YOUR ASSIGNMENT> Restate exactly, please, each line of the listing from the one with "The wind-blown snow" to the last, including both.

------ RECORDS TO USE

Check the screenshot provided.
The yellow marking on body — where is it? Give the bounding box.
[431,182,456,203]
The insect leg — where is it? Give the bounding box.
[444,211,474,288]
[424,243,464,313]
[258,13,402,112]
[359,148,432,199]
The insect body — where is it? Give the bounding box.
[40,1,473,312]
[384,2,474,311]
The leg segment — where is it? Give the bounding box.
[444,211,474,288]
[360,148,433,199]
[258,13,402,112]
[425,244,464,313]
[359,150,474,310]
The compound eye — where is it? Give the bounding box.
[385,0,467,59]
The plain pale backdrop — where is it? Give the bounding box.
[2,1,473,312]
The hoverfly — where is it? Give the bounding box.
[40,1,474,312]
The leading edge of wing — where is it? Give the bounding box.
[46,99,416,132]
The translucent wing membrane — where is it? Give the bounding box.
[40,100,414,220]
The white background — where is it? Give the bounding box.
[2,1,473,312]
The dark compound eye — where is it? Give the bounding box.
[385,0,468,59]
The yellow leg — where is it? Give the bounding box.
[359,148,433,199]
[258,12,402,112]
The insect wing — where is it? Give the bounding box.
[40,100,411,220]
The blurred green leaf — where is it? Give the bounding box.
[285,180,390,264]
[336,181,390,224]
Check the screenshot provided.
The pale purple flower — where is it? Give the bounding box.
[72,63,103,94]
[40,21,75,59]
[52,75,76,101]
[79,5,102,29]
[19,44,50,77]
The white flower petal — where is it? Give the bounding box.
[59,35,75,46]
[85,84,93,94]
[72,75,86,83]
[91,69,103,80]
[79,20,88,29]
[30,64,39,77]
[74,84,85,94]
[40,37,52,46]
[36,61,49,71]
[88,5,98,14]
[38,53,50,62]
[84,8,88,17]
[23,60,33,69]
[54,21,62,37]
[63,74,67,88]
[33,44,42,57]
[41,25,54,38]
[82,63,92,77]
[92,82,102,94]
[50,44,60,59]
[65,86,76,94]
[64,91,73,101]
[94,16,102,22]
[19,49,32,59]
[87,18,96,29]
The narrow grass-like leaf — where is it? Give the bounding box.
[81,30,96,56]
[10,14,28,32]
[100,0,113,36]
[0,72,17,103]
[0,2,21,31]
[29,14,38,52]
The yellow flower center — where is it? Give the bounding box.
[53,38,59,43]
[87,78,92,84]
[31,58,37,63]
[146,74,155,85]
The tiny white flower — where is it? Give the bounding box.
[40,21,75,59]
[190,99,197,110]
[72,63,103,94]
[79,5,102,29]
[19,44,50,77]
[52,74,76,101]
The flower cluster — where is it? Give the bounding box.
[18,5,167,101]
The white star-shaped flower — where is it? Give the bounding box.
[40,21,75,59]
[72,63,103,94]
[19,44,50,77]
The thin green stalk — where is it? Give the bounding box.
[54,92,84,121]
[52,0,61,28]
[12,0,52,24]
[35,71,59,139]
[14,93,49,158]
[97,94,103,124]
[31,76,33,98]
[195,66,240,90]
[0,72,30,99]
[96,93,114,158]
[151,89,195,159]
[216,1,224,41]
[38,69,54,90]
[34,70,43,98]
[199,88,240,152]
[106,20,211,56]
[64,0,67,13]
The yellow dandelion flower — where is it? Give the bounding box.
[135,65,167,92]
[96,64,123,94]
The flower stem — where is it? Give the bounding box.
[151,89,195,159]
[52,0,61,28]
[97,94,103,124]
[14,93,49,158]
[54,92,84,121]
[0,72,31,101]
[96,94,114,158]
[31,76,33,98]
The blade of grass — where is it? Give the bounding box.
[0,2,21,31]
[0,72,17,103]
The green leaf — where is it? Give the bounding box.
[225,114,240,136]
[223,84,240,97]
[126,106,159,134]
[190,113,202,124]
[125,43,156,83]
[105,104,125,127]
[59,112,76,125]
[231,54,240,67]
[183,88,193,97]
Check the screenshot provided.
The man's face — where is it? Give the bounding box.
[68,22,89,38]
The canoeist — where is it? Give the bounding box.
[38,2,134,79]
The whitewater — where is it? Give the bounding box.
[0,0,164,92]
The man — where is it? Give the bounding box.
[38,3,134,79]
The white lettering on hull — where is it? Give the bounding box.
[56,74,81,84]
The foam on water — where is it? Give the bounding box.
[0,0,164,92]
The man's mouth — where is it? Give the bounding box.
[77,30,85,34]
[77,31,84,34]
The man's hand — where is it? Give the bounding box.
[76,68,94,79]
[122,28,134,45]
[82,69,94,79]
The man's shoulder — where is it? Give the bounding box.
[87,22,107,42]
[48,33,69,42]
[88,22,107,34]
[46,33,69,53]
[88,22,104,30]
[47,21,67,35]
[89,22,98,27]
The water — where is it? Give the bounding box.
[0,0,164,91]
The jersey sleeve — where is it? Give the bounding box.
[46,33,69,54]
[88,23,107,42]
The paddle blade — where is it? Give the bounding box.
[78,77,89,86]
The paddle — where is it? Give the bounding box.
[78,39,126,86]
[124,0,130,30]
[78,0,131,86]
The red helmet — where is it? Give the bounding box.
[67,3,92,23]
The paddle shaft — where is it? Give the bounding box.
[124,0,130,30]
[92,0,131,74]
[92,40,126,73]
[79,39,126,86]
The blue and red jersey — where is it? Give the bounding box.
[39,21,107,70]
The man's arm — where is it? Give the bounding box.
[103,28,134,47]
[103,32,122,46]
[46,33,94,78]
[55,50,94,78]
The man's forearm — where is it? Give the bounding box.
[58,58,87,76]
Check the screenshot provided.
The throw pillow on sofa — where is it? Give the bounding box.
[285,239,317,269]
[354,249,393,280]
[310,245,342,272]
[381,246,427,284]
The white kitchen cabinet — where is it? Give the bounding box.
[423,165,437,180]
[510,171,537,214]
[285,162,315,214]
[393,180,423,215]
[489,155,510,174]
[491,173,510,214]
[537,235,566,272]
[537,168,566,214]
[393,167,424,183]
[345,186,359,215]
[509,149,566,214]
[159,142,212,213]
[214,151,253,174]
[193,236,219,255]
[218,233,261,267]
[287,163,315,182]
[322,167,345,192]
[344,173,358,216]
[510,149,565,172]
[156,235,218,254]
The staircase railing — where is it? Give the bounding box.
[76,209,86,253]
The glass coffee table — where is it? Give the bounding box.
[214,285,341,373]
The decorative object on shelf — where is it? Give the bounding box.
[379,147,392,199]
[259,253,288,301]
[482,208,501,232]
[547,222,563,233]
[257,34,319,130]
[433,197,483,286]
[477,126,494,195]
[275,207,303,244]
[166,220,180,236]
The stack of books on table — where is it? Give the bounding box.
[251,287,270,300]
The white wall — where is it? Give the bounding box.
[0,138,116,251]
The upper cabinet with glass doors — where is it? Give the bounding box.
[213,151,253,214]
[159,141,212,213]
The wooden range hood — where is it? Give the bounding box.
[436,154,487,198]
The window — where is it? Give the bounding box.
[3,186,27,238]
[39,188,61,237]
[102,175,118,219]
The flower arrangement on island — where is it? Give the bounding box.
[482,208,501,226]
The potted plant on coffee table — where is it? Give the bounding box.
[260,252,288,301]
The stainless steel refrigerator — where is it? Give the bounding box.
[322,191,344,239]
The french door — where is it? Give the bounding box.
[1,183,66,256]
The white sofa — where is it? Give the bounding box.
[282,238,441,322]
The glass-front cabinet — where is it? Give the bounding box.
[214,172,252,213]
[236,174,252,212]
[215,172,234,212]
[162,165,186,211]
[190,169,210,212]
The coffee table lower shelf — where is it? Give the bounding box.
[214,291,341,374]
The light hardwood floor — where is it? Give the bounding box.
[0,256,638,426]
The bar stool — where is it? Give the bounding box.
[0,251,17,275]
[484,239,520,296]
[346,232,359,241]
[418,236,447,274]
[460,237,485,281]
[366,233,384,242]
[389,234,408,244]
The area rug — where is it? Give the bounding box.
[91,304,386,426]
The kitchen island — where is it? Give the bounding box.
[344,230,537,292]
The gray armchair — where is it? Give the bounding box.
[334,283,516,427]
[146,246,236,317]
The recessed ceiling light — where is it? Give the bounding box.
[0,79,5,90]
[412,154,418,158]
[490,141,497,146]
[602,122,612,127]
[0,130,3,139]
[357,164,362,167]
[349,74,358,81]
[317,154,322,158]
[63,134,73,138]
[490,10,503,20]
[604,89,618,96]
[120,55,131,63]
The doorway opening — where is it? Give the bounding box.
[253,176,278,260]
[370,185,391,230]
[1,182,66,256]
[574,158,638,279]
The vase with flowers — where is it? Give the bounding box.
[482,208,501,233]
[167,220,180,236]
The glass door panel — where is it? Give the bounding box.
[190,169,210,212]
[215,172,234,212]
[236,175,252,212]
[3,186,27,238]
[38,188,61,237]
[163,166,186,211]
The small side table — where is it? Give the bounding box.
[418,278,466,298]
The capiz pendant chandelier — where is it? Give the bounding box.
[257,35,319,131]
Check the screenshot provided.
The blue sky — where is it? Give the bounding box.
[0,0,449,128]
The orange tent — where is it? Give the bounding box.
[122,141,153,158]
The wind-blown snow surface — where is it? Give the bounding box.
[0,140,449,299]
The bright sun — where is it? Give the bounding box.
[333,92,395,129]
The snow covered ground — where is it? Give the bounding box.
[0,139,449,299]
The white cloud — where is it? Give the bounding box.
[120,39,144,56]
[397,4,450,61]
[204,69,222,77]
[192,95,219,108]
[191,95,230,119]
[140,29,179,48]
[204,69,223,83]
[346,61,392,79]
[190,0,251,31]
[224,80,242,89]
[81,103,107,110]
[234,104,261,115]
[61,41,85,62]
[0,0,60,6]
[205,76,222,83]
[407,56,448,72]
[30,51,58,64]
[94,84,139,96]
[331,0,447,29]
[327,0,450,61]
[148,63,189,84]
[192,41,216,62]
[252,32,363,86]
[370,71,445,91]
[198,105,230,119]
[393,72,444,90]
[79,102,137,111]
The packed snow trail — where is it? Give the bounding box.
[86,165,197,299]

------------

THE COMPLETED TASK>
The wind-blown snow surface — where is it? Give the bounding box.
[0,140,449,299]
The bright sun — where is it? Give the bounding box.
[333,92,395,129]
The snow covered ground — where is it? Give the bounding box.
[0,139,449,299]
The white cloud — where is it? Give the bounding box.
[120,39,144,56]
[397,4,450,61]
[204,69,222,77]
[192,95,219,108]
[191,95,230,119]
[140,29,179,48]
[204,69,223,83]
[346,61,392,79]
[190,0,251,31]
[224,80,242,89]
[81,103,107,110]
[234,104,261,115]
[61,41,85,62]
[0,0,60,6]
[205,76,222,83]
[407,56,448,72]
[30,51,58,64]
[94,84,139,96]
[331,0,447,29]
[327,0,450,61]
[148,63,189,84]
[192,41,216,62]
[252,32,363,86]
[370,71,445,91]
[198,105,230,119]
[393,72,444,90]
[79,102,137,111]
The packed snow trail — where is it? Give the bounding box.
[86,165,197,299]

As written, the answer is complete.